▸ PROBLEM TO WORK ON
Rewrite the lines starting at the one containing "Tight-box annotation required for the class light" and stopping after the one containing "[522,130,593,246]", swapping "report coordinates" for "give coordinates" and leaving all else unchanged. Return only those lines.

[Some records]

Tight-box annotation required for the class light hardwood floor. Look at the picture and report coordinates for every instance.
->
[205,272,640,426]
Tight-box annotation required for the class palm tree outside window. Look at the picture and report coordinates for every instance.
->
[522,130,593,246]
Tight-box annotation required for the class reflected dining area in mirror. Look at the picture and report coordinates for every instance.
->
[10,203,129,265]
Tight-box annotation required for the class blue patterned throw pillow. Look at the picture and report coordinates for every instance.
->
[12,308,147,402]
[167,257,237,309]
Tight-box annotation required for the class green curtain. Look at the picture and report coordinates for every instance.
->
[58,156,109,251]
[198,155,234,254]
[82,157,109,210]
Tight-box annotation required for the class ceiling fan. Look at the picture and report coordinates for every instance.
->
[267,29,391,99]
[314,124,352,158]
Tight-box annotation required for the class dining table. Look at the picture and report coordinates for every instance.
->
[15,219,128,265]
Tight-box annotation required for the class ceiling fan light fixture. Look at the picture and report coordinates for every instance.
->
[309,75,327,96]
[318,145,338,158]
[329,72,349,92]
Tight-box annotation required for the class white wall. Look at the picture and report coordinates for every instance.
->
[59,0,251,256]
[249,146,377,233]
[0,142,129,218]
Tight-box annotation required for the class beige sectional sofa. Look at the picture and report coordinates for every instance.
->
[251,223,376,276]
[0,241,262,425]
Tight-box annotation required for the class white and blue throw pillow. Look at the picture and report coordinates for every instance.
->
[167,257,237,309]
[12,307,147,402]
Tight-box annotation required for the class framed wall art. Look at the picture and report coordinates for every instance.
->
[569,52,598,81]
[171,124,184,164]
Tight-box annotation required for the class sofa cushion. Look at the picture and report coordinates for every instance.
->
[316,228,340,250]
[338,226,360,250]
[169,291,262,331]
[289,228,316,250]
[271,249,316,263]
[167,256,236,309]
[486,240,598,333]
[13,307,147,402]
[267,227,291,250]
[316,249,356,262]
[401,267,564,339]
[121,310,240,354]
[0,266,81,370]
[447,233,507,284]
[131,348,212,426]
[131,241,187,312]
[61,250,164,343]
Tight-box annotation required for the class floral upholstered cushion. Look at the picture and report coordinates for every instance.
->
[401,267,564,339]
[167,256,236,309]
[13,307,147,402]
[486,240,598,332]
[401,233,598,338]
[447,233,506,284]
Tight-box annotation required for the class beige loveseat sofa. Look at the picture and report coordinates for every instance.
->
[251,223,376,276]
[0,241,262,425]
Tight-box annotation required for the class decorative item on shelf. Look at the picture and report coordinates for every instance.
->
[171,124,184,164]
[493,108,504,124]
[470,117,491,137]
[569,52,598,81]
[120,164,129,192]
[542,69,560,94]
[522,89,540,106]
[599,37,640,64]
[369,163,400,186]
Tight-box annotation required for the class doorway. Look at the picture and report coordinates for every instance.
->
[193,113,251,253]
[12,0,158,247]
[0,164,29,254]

--

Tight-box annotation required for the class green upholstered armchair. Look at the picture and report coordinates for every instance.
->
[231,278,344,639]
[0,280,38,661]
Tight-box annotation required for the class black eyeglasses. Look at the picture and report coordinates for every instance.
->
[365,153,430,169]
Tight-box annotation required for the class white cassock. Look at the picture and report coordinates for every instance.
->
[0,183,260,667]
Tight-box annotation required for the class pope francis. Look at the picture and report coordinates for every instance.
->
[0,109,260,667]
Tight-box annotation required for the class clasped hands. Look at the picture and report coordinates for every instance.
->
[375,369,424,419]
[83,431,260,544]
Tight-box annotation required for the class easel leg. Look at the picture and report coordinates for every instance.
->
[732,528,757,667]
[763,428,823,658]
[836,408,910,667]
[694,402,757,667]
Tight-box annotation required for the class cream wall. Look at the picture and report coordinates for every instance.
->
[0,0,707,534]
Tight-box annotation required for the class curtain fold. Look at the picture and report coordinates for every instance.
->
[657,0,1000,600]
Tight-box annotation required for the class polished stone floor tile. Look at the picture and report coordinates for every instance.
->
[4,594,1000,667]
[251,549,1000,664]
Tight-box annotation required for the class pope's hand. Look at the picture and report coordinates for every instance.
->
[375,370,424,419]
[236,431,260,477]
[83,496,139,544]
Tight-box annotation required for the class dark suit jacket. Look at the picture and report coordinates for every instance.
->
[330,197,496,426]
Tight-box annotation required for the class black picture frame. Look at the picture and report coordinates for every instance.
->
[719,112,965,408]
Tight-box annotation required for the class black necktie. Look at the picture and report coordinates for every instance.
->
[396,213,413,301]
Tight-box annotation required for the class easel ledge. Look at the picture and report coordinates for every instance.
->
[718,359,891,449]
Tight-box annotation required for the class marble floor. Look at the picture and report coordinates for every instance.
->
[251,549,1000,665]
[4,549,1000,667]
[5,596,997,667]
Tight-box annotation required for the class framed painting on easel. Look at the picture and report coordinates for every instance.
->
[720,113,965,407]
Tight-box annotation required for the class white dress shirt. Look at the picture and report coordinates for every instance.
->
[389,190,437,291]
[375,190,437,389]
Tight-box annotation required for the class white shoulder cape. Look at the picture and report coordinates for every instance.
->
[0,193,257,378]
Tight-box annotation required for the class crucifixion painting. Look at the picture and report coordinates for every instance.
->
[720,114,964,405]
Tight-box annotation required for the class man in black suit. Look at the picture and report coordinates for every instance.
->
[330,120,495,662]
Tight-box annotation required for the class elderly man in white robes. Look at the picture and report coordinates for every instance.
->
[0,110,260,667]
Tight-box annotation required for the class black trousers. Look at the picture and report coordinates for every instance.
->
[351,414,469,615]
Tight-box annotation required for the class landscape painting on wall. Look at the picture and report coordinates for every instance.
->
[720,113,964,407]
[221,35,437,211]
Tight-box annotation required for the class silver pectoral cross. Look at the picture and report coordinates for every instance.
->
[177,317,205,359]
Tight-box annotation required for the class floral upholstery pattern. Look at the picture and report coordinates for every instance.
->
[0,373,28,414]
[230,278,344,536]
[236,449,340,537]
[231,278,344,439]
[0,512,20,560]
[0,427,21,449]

▸ WRITTEN SOLUTION
Tight-box annotation required for the class light hardwood floor. Look at the picture and give coordinates for every instance.
->
[205,272,640,426]
Tight-box annotation required for the class palm tree outside window. Look at the picture and give coordinates for every instance.
->
[522,130,593,246]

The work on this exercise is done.